WRITTEN PROBLEM A =>
List every line of the records that contains the string "road".

Beach v. KDI CORPORATION

Decision Date11 January 1974
Docket NumberNo. 72-1856,72-1857.,72-1856
Citation490 F.2d 1312
PartiesFrederick BEACH and Vincent Di Rubbio, Appellants in No. 72-1857. v. KDI CORPORATION, Appellant in No. 72-1856, et al., OPI Corp. and Edward J. Eggart, Intervenors. KDI Corporation and Ordnance Products, Inc., [OPI Corp.] Appellants in No. 72-1856.
CourtU.S. Court of Appeals — Third Circuit

COPYRIGHT MATERIAL OMITTED

E. N. Carpenter, II, Richard J. Abrams, Richards, Layton & Finger, Wilmington, Del., for appellants in No. 72-1856 and appellees in No. 72-1857.

Peter J. Walsh, Converse Murdoch, Murdoch, Longobardi, Schwartz & Walsh, Wilmington, Del., for appellees in No. 72-1856 and appellants in No. 72-1857.

Before KALODNER, ALDISERT and ADAMS, Circuit Judges.

OPINION OF THE COURT

KALODNER, Circuit Judge.

Did the district court err in holding that it had "pendent jurisdiction" with respect to intervening defendants' counterclaim, presenting state claims, in the instant action of Frederick Beach and Vincent Di Rubbio against KDI Corporation for rescission of a "Reorganization Agreement," grounded on alleged violations of the federal laws pertaining to securities transactions?

That is the primary question presented by these cross-appeals from the June 30, 1972 Final Judgment of the district court which granted in part, and denied in part, the various state claims asserted in the counterclaim of KDI, Ordnance Products, Inc. ("OPI") and Edward J. Eggart, chairman of the trustees of the OPI Employees' Profit-Sharing Plan ("Plan").

Although it has not been presented by the appellants, we raise, sua sponte, the critical primary question as to existence of "pendent jurisdiction." It is settled that "the issue whether pendent jurisdiction has been properly assumed is one which remains open throughout the litigation,"1 and that we may raise it sua sponte.2

The relevant facts gleaned from the record may be highlighted as follows:

The plaintiffs Beach and Di Rubbio are citizens of North East, Maryland.

The defendant KDI Corporation ("KDI") is a Delaware corporation with principal offices in Cincinnati, Ohio.

The intervening defendant OPI is a Delaware corporation with principal offices in North East, Maryland.

The intervening defendant Edward J. Eggart is president of OPI and trustee of the Plan.

Under a Reorganization Agreement, effective May 20, 1969, Beach and Di Rubbio transferred to KDI the capital stock of OPI, which they owned in equal shares, in exchange for 92,407 shares of KDI, valued in the Agreement at $2,525,000.00. The Agreement provided that KDI would issue additional shares of KDI stock to plaintiffs on January 31, 1971, based on certain specified formulae. It also provided in Section 3A that plaintiffs would reimburse KDI with respect to any liability of OPI incurred by reason of "renegotiation or adjustment on government contracts . . . relating to the period from November 1, 1967 to the Transfer Date" (May 20, 1969).

WRITTEN PROBLEM B =>
Extend the Beach v. KDI Corporation opinion by writing what follows its last sentence.

SOURCE MATERIAL =>

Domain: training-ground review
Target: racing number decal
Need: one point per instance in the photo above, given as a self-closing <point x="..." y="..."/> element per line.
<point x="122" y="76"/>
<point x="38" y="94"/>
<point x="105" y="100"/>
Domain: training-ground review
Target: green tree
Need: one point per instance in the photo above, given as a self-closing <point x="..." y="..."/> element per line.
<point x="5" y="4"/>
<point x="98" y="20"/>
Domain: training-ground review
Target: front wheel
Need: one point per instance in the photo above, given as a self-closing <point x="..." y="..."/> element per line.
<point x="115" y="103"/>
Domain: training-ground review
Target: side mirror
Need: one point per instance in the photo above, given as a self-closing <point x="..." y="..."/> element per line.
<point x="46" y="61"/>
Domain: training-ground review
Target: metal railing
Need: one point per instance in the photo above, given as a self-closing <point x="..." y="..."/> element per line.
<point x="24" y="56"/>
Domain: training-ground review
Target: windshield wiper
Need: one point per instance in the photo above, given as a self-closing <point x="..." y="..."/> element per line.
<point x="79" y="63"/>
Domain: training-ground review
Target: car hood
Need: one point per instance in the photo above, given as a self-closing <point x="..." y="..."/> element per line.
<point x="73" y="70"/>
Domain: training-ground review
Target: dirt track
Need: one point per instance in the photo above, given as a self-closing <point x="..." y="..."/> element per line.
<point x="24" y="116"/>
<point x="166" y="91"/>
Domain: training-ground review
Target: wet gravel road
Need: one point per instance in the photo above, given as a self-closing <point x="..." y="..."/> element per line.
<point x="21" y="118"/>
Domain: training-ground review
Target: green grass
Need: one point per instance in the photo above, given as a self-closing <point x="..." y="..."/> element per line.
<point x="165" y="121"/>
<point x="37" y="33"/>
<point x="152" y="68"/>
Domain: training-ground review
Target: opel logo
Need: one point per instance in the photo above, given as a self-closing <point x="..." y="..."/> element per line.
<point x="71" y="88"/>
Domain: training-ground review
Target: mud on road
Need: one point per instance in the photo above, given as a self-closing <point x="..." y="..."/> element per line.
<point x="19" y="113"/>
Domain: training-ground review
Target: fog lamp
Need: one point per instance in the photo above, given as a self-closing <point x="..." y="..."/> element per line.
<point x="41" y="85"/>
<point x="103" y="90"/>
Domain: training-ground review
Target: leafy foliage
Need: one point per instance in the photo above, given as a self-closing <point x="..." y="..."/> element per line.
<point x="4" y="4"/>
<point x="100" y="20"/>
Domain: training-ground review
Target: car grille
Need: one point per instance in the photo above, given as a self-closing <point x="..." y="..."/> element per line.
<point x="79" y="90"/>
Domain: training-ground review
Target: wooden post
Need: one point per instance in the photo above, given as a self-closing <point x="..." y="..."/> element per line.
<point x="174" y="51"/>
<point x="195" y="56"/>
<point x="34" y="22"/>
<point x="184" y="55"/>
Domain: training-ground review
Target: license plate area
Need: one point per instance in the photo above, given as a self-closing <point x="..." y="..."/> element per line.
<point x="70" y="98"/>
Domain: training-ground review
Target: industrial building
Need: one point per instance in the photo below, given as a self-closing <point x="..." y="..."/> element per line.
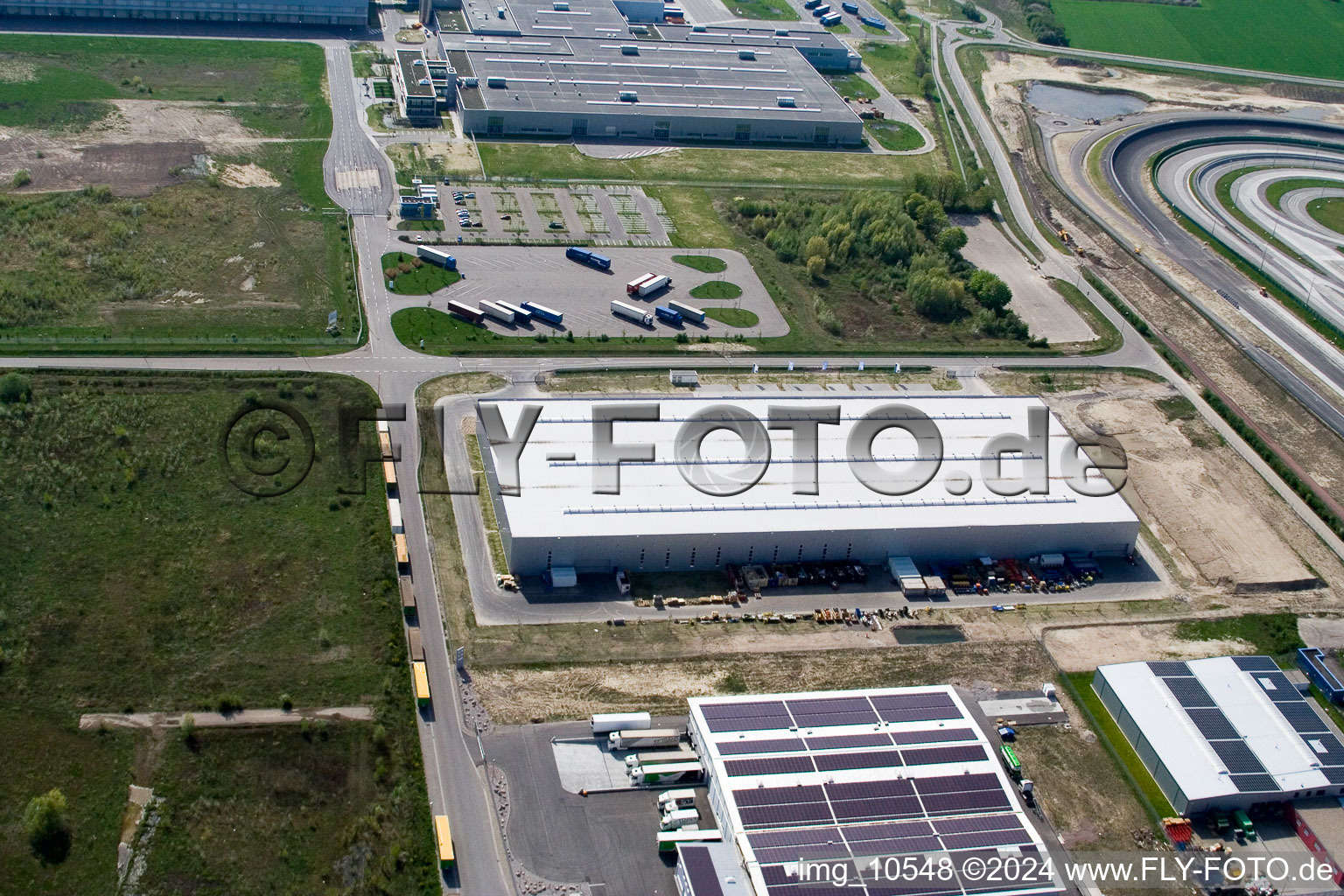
<point x="1223" y="732"/>
<point x="351" y="14"/>
<point x="660" y="522"/>
<point x="843" y="777"/>
<point x="579" y="69"/>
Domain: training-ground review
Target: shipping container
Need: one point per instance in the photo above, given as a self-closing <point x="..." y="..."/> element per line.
<point x="466" y="311"/>
<point x="668" y="840"/>
<point x="547" y="315"/>
<point x="437" y="256"/>
<point x="408" y="595"/>
<point x="689" y="312"/>
<point x="605" y="723"/>
<point x="446" y="858"/>
<point x="632" y="313"/>
<point x="498" y="312"/>
<point x="521" y="315"/>
<point x="421" y="677"/>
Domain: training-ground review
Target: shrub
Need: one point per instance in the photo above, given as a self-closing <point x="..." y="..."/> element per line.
<point x="46" y="826"/>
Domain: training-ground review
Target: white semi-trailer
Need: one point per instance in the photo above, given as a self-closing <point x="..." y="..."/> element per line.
<point x="632" y="313"/>
<point x="608" y="722"/>
<point x="644" y="739"/>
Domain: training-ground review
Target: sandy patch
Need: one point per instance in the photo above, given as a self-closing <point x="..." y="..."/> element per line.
<point x="1008" y="69"/>
<point x="1083" y="649"/>
<point x="248" y="175"/>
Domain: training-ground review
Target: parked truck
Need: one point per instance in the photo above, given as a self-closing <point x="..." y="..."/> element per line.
<point x="588" y="256"/>
<point x="648" y="285"/>
<point x="671" y="773"/>
<point x="677" y="818"/>
<point x="498" y="312"/>
<point x="544" y="313"/>
<point x="660" y="758"/>
<point x="466" y="311"/>
<point x="437" y="256"/>
<point x="608" y="722"/>
<point x="644" y="739"/>
<point x="632" y="313"/>
<point x="676" y="800"/>
<point x="687" y="312"/>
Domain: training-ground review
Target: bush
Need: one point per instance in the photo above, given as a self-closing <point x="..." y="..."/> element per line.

OUTPUT A =>
Target: wet gravel road
Target: mud on road

OUTPUT B =>
The Agreement also specified that plaintiffs would be employed as officers of OPI for a two-year term expiring May 20, 1971 at a salary of $64,500.00 each, and that they could purchase at their cash surrender value policies which OPI had taken out on their lives, on delivery to OPI of their two-year 7½% promissory notes.

Plaintiffs filed an action against KDI on November 27, 1970, for rescission of the Agreement, return of their OPI stock, and damages. They alleged in their 6-count complaint that KDI had violated the Securities Act of 1933,3 and the Securities and Exchange Act of 1934,4 in effecting the Agreement. The complaint was later amended by adding as additional defendants some of the officers of KDI.

On December 30, 1970, KDI filed a petition for an arrangement under Chapter XI of the Bankruptcy Act, 11 U.S.C.A. § 701 et seq., in the United States District Court for the Southern District of Ohio, and in connection therewith obtained a general stay order which operated to halt further prosecution of plaintiffs' November 27, 1970 action in the court below.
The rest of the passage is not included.